Consigne: Rédigez la suite de l'article sur le GIEC en reprenant juste après sa dernière phrase.

Extrait:
──────────────────────────────
Le GIEC, est-il un « clone de l’ONU », comme l’affirme le climatosceptique Christian Gerondeau ?
Dernière modification : 18 août 2024
Autrice : Lili Pillot, journaliste
Relecteur : Etienne Merle, journaliste
Liens d’intérêts ou fonctions politiques déclarés des intervenants à l’article : aucun
Secrétariat de rédaction : Lili Pillot, journaliste
Source : Post Instagram, le 9 août
Sur la chaîne d’extrême droite TV libertés, le climatosceptique Christian Gerondeau affirme que le GIEC n’est pas un « groupe d’experts » du climat, mais seulement un « clone de l’ONU ». C’est faux : si l’instance émane des Nations Unies, elle réunit bien des spécialistes de l’environnement, chargés de vulgariser et d’informer les politiques sur le changement climatique.
Pour qu’il y ait mensonge, il faut au moins qu’il y ait tentative de cacher la vérité. Selon le climatosceptique notoire Christian Gerondeau, qui est membre de l’association des « climato-réalistes », le Groupe d’experts intergouvernemental sur l’évolution du climat (GIEC), serait une imposture.
Et ce, depuis sa création en 1988 : “C’est un mensonge d’origine qui remonte à une trentaine d’années. […] Le GIEC n’est pas un groupe d’experts. C’est un clone de l’ONU”, clame-t-il sur le plateau de la chaîne d’extrême droite TV Libertés, comme pour nous faire découvrir une vérité cachée.
Cette thèse permet ensuite à l’essayiste d’étaler sa pensée climatosceptique : les membres du bureau ne seraient en rien des scientifiques, spécialistes du climat. “Le GIEC n’est pas un groupe d’experts, il fait travailler des experts”, martèle-t-il.
En réalité, l’origine onusienne du GIEC n’a jamais été occultée. Il n’y a pas de “mensonges” sur l’existence de l’instance ou de son fonctionnement. Qui plus est, les membres de bureau sont bien des scientifiques, triés sur le volet, chargés de sélectionner à leur tour des experts chargés de rédiger les rapports.
Le GIEC, une création de l’ONU pour influer sur la politique
À sa création, en 1988, le but du GIEC est clair : “fournir aux décideurs politiques des évaluations scientifiques régulières sur l’état actuel des connaissances en matière de changement climatique”, précise son site internet.
Le principal objectif du GIEC est donc intrinsèquement lié à la politique internationale et l’ONU. L’organe a d’ailleurs été créé au sein des Nations Unies, par le Programme des Nations unies pour l’environnement (PNUE) et l’Organisation météorologique mondiale (OMM).
Toutes ces informations sont de notoriété publique et largement relayées dans divers articles. Comme sur ce site belge, ou encore sur une page web du ministère de la Transition écologique. Il est donc faux de dire que l’existence du GIEC est basée sur un mensonge.
──────────────────────────────
Données enregistrées:

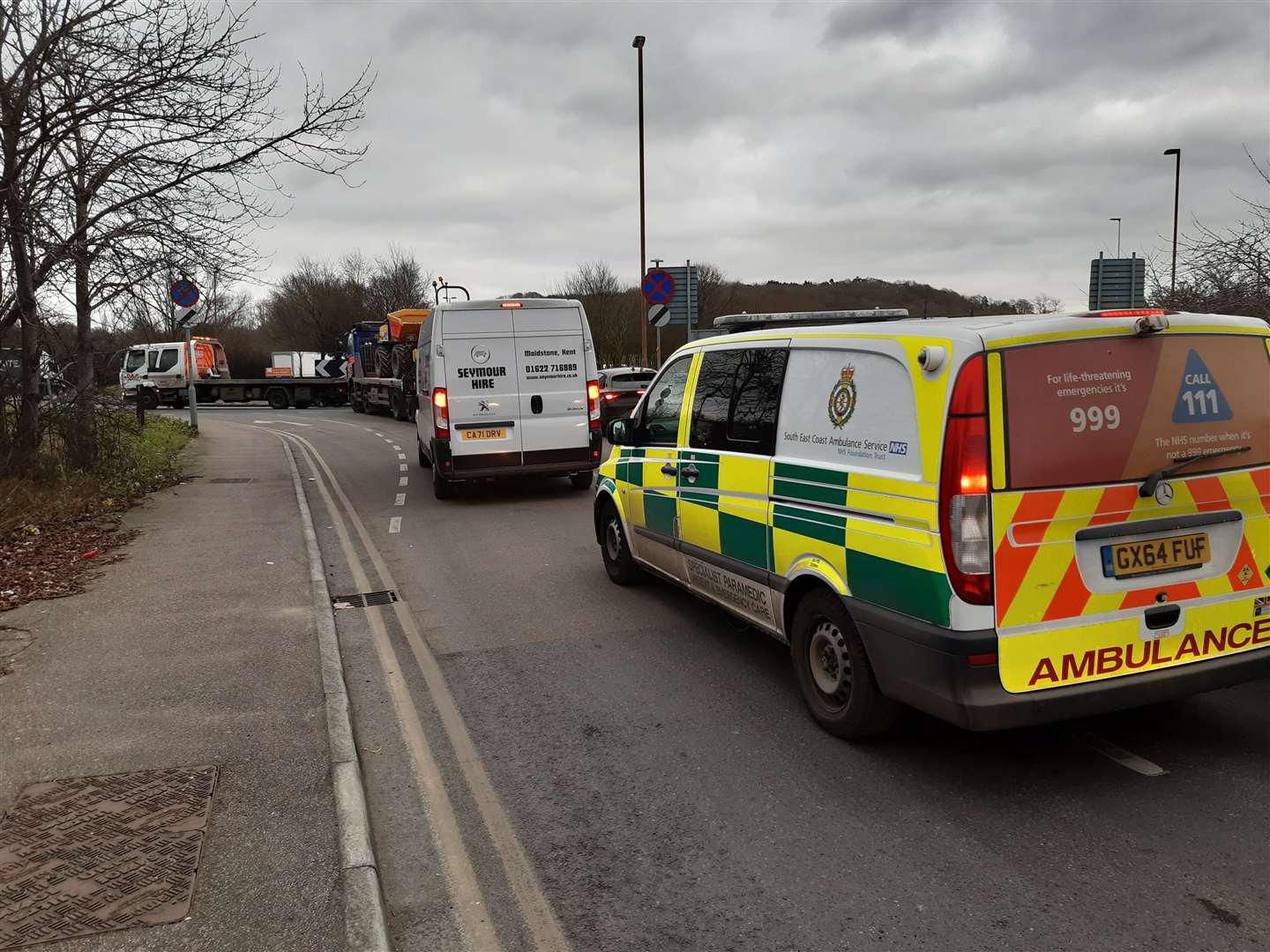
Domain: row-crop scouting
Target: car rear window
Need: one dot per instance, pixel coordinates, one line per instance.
──────────────────────────────
Réponse:
Parce qu’elle émane de l’ONU, l’organisation est composée de 195 membres, que sont les 195 États membres de l’OMM et du PNUE. Pour Christian Gerondeau, c’est la preuve que le GIEC n’est qu’une mascarade. “Vous pensez que les 195 pays ont des experts en climat ? Les experts en climat, on les compte sur une main ou deux. Donc qu’est-ce qu’ils font ces pays ? Ils désignent, pour les représenter, des diplomates, des gens qui généralement n’y connaissent rien en climat. Ce ne sont en rien des scientifiques”, assure-t-il.
Économiste du climat et président du GIEC, c’est possible
Pour prouver son raisonnement, Christian Gerondeau prend l’exemple des deux anciens présidents du GIEC. Le Sud-Coréen Hoesung Lee et l’Indien Rajendra Pachauri : “Monsieur Hoesung Lee est économiste, pas du tout climatologue. Et son prédécesseur, c’est encore mieux : Monsieur Rajendra Pachauri était ingénieur des chemins de fer. Quel rapport avec le climat ? Aucun !”, indique-t-il, sûr de lui.
Si Hoesung Lee est effectivement économiste, “ses recherches portent sur l’économie du changement climatique, de l’énergie et du développement durable”, précise sa biographie de présentation. « Ce chercheur distingué, spécialiste de l’énergie, a en fait consacré toute sa vie aux interactions entre économie et climat« , rappellent nos confrères des Échos, qui ont publié son portrait. Une spécialité que, visiblement, Christian Gerondeau a oublié de mentionner.
Quant à Rajendra Pachauri, il a reçu plusieurs récompenses pour ses travaux sur le climat.
Ces profils n’ont rien d’étonnant, nous explique Robert Vautard, climatologue et co-président du groupe 1 du GIEC. “Le climat est une matière très interdisciplinaire. On a toutes et tous une discipline de référence, dans laquelle on est spécialiste. Moi, par exemple, je n’y connais pas grand-chose en économie du climat. Au niveau de la présidence, tous les membres du bureau sont des scientifiques”, précise-t-il.
Consensus entre scientifiques et politiques
Le climatologue admet cependant que la fonction de président demande aussi beaucoup de compétences diplomatiques. “Le rôle du président(e) et des coprésident(e)s ce n’est pas de décider des choses, mais d’organiser du consensus avec les politiques. Le GIEC est une organisation qui fonctionne par consensus”.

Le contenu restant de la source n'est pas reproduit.